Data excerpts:
%%

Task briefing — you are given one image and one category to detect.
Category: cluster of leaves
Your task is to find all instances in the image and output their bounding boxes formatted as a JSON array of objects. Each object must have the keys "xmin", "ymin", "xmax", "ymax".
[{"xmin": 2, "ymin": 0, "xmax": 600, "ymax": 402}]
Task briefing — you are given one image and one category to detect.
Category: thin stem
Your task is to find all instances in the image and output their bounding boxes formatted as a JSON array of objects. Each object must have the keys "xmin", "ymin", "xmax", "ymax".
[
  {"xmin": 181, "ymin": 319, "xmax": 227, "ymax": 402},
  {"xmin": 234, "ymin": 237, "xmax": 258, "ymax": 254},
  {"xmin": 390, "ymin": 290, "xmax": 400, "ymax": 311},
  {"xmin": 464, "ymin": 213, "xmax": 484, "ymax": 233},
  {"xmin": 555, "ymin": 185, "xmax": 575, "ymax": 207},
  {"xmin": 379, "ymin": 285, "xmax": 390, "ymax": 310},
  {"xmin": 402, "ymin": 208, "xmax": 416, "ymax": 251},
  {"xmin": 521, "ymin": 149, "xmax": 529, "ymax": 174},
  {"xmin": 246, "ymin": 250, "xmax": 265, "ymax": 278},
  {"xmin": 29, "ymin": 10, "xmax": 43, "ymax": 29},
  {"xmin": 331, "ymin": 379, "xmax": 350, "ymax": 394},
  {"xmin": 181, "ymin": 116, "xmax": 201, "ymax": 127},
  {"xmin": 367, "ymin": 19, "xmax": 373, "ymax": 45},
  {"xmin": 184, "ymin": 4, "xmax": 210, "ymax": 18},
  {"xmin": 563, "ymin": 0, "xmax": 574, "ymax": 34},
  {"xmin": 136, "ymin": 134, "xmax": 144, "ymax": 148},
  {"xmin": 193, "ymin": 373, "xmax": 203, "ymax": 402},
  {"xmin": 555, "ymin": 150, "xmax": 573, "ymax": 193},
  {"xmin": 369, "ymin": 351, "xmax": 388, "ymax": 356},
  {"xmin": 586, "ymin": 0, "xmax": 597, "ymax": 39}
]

%%

▶ _Aim of the exercise_
Restate the entries above. Match them exactly.

▶ _Reply_
Task briefing — you are given one image and one category to detect.
Category: cluster of leaves
Your task is to find all instances in the image and output their bounding boxes formatted as a JSON array of objects. Each object must have the keys "xmin", "ymin", "xmax", "ymax".
[{"xmin": 2, "ymin": 0, "xmax": 600, "ymax": 402}]
Task briefing — you are given one image and one category to detect.
Category: thin stem
Your task is to find all instances in the image and output their bounding boxes formatted as a JSON array of objects. Each object must have the keys "xmin", "ymin", "xmax", "ymax".
[
  {"xmin": 181, "ymin": 319, "xmax": 227, "ymax": 402},
  {"xmin": 234, "ymin": 237, "xmax": 258, "ymax": 254},
  {"xmin": 390, "ymin": 290, "xmax": 400, "ymax": 311},
  {"xmin": 464, "ymin": 213, "xmax": 484, "ymax": 233},
  {"xmin": 555, "ymin": 185, "xmax": 575, "ymax": 207},
  {"xmin": 379, "ymin": 285, "xmax": 390, "ymax": 310},
  {"xmin": 402, "ymin": 208, "xmax": 416, "ymax": 251},
  {"xmin": 521, "ymin": 149, "xmax": 529, "ymax": 174},
  {"xmin": 246, "ymin": 250, "xmax": 265, "ymax": 278},
  {"xmin": 29, "ymin": 10, "xmax": 43, "ymax": 29},
  {"xmin": 331, "ymin": 379, "xmax": 350, "ymax": 394},
  {"xmin": 181, "ymin": 116, "xmax": 201, "ymax": 127},
  {"xmin": 367, "ymin": 19, "xmax": 373, "ymax": 45},
  {"xmin": 184, "ymin": 4, "xmax": 210, "ymax": 18},
  {"xmin": 563, "ymin": 0, "xmax": 574, "ymax": 34},
  {"xmin": 136, "ymin": 134, "xmax": 144, "ymax": 148},
  {"xmin": 193, "ymin": 373, "xmax": 203, "ymax": 402},
  {"xmin": 555, "ymin": 150, "xmax": 573, "ymax": 193},
  {"xmin": 369, "ymin": 351, "xmax": 388, "ymax": 356},
  {"xmin": 586, "ymin": 0, "xmax": 597, "ymax": 39}
]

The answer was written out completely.